Florencio Molina Campos (birth name, Florencio de los Ángeles Molina Campos, August 21, 1891 – November 16, 1959) was an Argentine illustrator and a painter known by his typical traditional scenes of the Pampa. His work represents gauchesco scenes with a bit of humor.

Biography
Molina Campos was born in Buenos Aires. His first exhibition was at the Central Hall of the Argentine Rural Society, in 1926. Marcelo Torcuato de Alvear, the President of Argentina at that time, named him art teacher of the "Colegio Nacional Avellaneda" after seeing the exhibition.

In 1930, the Alpargatas company, makers of espadrilles, under the supervision of engineer Luis Pastorino, commissioned 12 illustrations (using gouache technique) from him for their 1931 calendar. These were so successful that Molina Campos continued to provide the drawings for the next 12 years. In 1942 he exhibited at the Modern Art Museum of San Francisco, which following the exhibition toured the United States. In 1956 he had an exhibition at the Witcomb Gallery in Buenos Aires.

In the late 1940s until the mid-1950s he was engaged as a creative artist consulting for the studio of his long-time friend Walt Disney. Together during their trips to Bariloche they worked on the creation of characters for the 1942 animated film, Bambi. His contribution to the film can be recognized in the style of the animals and trees in the film that reproduces the wild life of Victoria Island on Nahuel Huapi Lake, in Argentina's Patagonia.

**Data provided**
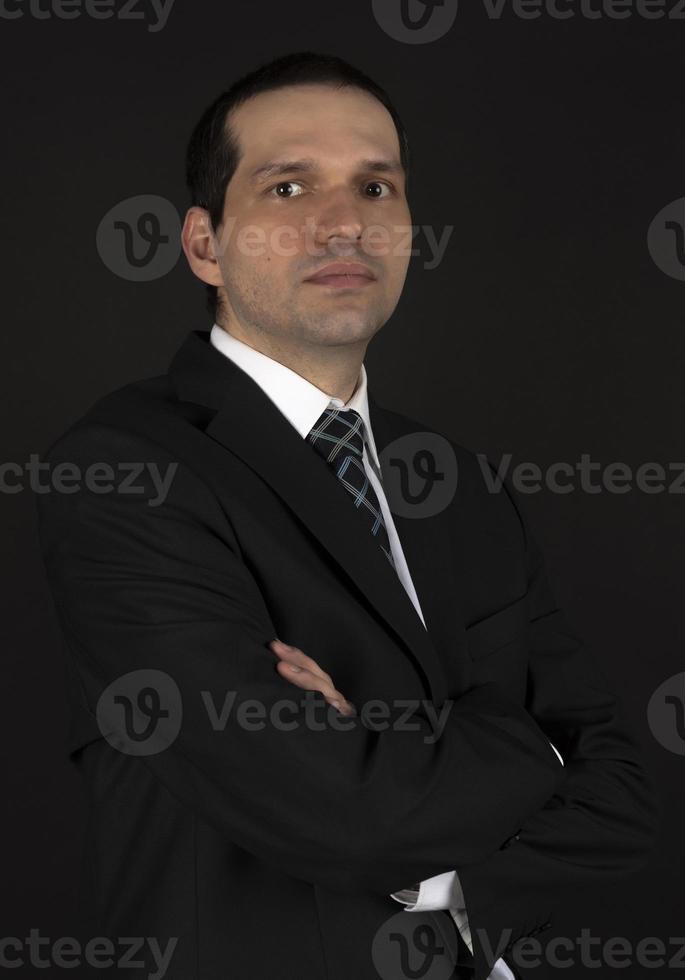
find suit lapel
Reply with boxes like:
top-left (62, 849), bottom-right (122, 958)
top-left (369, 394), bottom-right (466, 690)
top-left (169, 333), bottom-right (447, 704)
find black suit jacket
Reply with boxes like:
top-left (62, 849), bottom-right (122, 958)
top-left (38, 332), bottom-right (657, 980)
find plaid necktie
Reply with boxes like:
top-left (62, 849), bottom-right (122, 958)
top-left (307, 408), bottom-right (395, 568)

**Required actions**
(1) Update the listing from the line with "find black suit jacket" through the end of the listing by replacing "plaid" with "striped". Give back only those lines, with everything else unchanged.
(2) Go on with the passage about Florencio Molina Campos from the point where it stops.

**Answers by task**
(1)
find black suit jacket
Reply with boxes like:
top-left (62, 849), bottom-right (122, 958)
top-left (38, 332), bottom-right (657, 980)
find striped necktie
Reply with boxes like:
top-left (62, 849), bottom-right (122, 958)
top-left (307, 408), bottom-right (395, 568)

(2)
As an artistic consultant with the Disney studios he also contributed in the creation of inexpensive package films, containing collections of cartoon shorts, and issued them to theaters during this period. The most notable and successful of these were Saludos Amigos (1942), its sequel The Three Caballeros (1945), Fun and Fancy Free (1947) and in the original movie poster of Alice in Wonderland (1951).

In 1946 Molina Campos published Vida Gaucha, a text book for Spanish students in the United States. In 1950 he won the Clarín Award - gold medal in the 5th. Argentine Artists Exhibition. He also worked as actor in the short Pampa Mansa, screened in the 1956 Berlin International Film Festival which he attended as honored guest.

His latest exhibition was as a posthumous tribute in 1959.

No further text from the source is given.